◆ **TRECHO DA FONTE**

Desde o protocolo do projeto de lei, muitas dúvidas surgiam sobre a constitucionalidade de algumas novas causas de inelegibilidade que afrontavam recente decisão do STF, na ADPF n° 144 que pretendia barrar candidatos considerados “fichas sujas”, e além de outras duas questões que se mostravam relevantes àquele momento: a possibilidade das novas causas de inelegibilidade apanharem fatos do passado para barrar as candidaturas do futuro (por alguns chamada de retroatividade da lei); e a aplicação das alterações legislativas já para as Eleições 2010, que ocorreriam em menos de quatro meses após a publicação da lei.
O resultado da inércia dos legitimados em provocar o STF seria terrível: a insegurança jurídica. Isso porque muitos candidatos assumiram o risco da candidatura impugnada, na esperança de ver a questão resolvida pelo STF antes do dia da eleição. A pretensão não seria fácil, porque o STF só julgaria algum caso concreto, ou seja, algum registro de candidatura em grau de recurso, e depois de ter sido julgado pelo respectivo TRE em primeira instância, e pelo TSE em recurso ordinário.
O STF só conseguiu se reunir para decidir um caso da Ficha Limpa faltando poucos dias para as eleições. Era o recurso extraordinário interposto por Joaquim Roriz (PSC-DF), que pretendia ser candidato ao governo do Distrito Federal, e considerado um dos favoritos na disputa. Mas o Tribunal estava desfalcado de um ministro, devido à aposentadoria do ministro Eros Grau, e porque o presidente da República ainda não havia indicado um substituto. O resultado de um tribunal que estava dividido, e que tinha composição provisória em número par, acabou sendo um empate. E o Tribunal se viu em um impasse: como desempatar a questão sem o décimo primeiro ministro? O julgamento foi suspenso e, antes mesmo de ser retomado, o pretenso candidato Joaquim Roriz desistiu da disputa, impedindo a solução do caso.

◆ **ENTRADA DA TAREFA**
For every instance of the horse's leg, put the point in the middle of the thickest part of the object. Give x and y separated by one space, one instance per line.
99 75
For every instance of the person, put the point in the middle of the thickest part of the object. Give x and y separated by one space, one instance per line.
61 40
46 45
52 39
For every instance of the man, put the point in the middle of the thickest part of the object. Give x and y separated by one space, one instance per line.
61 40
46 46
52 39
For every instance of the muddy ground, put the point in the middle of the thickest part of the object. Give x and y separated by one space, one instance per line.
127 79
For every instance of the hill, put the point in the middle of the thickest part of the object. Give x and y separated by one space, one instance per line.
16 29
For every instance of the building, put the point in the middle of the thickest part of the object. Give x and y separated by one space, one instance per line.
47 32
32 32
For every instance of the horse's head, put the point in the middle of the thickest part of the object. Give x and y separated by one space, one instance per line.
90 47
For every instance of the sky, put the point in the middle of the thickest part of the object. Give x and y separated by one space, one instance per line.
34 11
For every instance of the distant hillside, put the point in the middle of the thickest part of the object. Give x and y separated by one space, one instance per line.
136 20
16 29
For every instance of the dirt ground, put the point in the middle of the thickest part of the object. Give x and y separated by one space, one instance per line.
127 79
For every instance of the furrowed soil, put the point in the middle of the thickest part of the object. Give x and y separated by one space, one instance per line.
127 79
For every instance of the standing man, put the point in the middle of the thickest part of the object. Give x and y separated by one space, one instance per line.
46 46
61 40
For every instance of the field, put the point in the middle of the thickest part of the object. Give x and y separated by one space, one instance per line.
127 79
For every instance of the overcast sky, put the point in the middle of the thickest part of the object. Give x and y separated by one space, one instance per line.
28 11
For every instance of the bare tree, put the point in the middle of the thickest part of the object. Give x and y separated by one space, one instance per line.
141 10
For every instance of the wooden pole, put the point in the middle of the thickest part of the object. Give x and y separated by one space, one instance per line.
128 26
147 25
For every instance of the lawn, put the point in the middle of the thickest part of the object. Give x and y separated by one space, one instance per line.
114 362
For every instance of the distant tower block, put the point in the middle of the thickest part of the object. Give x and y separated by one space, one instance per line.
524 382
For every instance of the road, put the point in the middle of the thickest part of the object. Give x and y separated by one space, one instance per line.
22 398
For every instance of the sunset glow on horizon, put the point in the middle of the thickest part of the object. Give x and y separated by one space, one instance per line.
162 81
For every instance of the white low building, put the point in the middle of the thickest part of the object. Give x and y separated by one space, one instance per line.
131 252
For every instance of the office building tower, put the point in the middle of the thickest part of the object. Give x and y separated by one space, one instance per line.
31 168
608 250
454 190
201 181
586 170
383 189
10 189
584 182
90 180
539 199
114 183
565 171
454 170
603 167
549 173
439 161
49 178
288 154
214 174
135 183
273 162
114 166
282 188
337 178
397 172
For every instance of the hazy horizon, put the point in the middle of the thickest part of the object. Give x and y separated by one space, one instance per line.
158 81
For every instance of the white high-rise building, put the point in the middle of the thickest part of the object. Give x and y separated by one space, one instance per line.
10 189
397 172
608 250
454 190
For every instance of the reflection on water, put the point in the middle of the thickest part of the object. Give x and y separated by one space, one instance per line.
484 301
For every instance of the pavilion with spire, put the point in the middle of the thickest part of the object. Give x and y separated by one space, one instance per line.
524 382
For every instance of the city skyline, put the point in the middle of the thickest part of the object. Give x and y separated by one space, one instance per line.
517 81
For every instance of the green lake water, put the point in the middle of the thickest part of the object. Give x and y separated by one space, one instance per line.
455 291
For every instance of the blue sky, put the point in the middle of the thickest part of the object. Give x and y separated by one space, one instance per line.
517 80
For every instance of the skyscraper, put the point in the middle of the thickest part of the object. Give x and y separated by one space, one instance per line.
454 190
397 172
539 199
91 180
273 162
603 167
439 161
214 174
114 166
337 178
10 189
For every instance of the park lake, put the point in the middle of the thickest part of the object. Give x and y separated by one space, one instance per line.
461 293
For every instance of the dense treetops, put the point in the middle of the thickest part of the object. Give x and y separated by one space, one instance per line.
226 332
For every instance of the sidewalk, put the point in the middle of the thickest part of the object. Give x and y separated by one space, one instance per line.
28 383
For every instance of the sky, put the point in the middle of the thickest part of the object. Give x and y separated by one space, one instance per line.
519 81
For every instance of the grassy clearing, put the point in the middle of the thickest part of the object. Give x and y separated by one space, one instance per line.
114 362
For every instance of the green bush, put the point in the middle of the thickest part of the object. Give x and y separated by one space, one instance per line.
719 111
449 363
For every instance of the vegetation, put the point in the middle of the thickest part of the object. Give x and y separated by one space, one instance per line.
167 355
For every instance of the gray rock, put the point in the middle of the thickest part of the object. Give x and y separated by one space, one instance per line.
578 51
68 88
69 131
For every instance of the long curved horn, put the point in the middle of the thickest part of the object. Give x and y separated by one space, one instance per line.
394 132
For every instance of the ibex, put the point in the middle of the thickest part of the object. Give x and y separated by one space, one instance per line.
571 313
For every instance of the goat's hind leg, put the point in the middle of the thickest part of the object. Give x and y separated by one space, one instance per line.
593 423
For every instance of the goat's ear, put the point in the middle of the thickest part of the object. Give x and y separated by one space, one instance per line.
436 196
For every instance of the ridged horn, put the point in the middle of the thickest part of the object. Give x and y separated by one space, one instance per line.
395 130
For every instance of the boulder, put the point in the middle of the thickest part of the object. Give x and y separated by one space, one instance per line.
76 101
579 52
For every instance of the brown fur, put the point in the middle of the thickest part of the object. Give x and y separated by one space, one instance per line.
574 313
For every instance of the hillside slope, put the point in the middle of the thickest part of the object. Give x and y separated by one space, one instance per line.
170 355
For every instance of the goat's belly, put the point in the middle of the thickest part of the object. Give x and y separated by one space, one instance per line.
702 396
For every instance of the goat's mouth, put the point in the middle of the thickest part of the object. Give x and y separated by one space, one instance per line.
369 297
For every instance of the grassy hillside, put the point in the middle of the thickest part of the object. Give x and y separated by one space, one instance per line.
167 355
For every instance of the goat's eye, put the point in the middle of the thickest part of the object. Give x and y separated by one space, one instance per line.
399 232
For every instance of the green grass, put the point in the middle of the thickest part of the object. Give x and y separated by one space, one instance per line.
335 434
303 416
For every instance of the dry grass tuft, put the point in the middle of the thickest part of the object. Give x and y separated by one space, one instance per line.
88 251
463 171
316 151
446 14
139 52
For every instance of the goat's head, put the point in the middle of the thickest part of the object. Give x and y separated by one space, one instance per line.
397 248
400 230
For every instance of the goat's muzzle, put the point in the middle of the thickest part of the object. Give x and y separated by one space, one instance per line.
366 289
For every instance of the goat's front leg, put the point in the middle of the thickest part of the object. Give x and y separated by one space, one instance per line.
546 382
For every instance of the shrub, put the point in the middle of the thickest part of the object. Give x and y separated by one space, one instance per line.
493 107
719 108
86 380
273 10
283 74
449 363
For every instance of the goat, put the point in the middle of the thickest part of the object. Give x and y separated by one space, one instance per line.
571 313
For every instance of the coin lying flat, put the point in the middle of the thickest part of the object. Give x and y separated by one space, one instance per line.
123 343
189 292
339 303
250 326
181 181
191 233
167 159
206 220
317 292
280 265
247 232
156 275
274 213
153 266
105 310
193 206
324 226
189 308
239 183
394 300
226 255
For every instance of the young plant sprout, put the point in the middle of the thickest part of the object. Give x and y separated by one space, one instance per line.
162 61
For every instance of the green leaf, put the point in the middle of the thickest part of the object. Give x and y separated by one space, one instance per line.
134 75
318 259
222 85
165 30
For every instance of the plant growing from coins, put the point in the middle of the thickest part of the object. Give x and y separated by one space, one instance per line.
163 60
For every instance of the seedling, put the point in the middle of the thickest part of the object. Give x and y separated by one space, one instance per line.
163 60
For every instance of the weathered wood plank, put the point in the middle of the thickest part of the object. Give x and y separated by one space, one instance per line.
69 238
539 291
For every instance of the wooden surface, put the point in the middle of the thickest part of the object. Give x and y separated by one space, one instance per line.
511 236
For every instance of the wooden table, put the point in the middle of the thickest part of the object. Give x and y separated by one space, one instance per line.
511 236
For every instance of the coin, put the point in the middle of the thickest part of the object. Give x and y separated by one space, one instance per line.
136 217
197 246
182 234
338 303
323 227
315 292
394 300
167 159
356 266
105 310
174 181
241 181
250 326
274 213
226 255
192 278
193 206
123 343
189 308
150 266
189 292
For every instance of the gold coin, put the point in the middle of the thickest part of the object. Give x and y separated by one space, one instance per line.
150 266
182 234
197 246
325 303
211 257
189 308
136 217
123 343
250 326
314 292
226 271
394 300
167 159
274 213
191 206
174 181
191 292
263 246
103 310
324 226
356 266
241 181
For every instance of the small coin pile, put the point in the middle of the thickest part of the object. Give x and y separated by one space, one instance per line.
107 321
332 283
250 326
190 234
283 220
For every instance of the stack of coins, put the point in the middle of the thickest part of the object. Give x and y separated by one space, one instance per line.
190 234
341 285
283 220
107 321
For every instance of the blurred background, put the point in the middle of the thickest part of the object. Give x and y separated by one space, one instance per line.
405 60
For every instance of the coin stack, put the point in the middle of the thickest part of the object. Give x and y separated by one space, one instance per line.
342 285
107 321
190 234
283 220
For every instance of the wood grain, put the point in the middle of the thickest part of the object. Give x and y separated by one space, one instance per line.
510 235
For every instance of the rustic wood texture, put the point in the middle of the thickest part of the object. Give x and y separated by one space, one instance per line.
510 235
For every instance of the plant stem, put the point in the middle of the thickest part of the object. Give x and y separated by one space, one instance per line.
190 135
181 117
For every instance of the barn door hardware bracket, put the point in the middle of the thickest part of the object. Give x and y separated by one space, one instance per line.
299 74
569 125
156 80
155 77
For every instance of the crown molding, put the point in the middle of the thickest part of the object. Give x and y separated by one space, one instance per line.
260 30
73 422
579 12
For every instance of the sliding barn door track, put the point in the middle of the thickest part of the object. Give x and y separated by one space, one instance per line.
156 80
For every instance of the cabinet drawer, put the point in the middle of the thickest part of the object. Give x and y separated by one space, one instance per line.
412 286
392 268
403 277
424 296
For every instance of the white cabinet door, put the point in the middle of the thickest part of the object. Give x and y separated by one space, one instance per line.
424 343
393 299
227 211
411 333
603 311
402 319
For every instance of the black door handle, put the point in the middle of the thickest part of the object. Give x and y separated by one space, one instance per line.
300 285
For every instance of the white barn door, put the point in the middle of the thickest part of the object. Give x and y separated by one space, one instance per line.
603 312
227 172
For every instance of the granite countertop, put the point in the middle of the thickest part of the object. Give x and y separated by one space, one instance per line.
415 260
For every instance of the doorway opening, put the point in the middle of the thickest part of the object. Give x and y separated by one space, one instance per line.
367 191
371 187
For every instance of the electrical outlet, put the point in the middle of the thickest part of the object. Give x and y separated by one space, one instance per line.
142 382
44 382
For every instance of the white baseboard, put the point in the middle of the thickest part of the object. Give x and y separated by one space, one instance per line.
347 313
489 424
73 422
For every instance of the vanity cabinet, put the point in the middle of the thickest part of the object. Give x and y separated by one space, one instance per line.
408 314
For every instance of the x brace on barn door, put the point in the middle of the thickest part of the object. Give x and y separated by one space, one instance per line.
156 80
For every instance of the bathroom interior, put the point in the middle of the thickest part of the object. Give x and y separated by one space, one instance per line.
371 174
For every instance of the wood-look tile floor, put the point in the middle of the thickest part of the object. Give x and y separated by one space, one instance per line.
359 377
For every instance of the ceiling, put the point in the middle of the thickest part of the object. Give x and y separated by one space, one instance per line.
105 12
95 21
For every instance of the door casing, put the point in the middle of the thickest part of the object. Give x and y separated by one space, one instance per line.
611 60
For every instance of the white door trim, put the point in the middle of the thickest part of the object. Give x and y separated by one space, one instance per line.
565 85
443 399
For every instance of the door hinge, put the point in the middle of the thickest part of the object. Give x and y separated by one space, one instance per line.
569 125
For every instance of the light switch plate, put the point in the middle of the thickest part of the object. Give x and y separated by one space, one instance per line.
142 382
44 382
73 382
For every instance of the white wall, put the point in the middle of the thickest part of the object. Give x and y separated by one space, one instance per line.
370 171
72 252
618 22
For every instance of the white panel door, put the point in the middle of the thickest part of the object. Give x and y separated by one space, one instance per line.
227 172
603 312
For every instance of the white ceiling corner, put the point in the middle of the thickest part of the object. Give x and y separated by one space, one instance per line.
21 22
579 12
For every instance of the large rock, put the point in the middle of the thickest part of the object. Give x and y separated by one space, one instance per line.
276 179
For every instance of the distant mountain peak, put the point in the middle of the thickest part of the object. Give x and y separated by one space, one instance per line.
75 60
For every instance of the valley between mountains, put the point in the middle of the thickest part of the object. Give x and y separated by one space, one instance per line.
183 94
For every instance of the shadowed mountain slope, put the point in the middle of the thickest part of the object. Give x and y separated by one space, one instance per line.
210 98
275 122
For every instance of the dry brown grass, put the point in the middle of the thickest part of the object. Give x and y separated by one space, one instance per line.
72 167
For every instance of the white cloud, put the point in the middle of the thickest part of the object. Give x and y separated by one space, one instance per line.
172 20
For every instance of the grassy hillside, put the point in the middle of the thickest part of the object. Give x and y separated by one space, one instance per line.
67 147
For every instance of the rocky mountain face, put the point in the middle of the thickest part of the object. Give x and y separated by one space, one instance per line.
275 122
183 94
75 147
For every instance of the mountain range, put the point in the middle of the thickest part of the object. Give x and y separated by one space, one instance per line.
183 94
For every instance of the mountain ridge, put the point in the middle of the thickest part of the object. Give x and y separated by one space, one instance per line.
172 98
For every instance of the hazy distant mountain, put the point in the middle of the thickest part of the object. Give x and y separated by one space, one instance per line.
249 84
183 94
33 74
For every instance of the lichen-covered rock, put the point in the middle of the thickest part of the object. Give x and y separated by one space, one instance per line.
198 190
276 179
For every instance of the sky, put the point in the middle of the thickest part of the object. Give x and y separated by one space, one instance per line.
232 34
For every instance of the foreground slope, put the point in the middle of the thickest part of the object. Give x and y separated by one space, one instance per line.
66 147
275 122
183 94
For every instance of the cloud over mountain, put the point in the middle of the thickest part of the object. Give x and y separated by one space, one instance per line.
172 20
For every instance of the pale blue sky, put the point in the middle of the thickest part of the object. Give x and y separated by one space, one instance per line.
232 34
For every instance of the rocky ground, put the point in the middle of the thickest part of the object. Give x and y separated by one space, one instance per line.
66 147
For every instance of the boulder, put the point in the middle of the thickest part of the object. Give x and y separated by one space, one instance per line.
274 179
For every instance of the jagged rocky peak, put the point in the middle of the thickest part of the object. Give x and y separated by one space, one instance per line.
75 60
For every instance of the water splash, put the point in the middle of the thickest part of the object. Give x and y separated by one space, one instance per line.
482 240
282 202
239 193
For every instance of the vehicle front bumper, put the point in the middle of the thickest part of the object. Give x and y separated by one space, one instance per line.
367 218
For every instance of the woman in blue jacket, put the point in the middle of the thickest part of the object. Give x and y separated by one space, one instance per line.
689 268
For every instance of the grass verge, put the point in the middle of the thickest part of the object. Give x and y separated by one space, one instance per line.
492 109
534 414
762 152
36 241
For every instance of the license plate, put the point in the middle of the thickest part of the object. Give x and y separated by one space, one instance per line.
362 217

◆ **TAREFA PROPOSTA A**
No trecho sobre a Lei da Ficha Limpa, por que o STF estava com um ministro a menos quando julgou o recurso de Joaquim Roriz?
◆ **TAREFA PROPOSTA B**
Diga quantas linhas da listagem têm a palavra "hazy", diferenciando maiúsculas de minúsculas. Responda só com o número.

◆ **RESPOSTA ESCRITA A**
Por causa da aposentadoria do ministro Eros Grau, já que o presidente da República ainda não tinha indicado um substituto.

◆ **RESPOSTA ESCRITA B**
2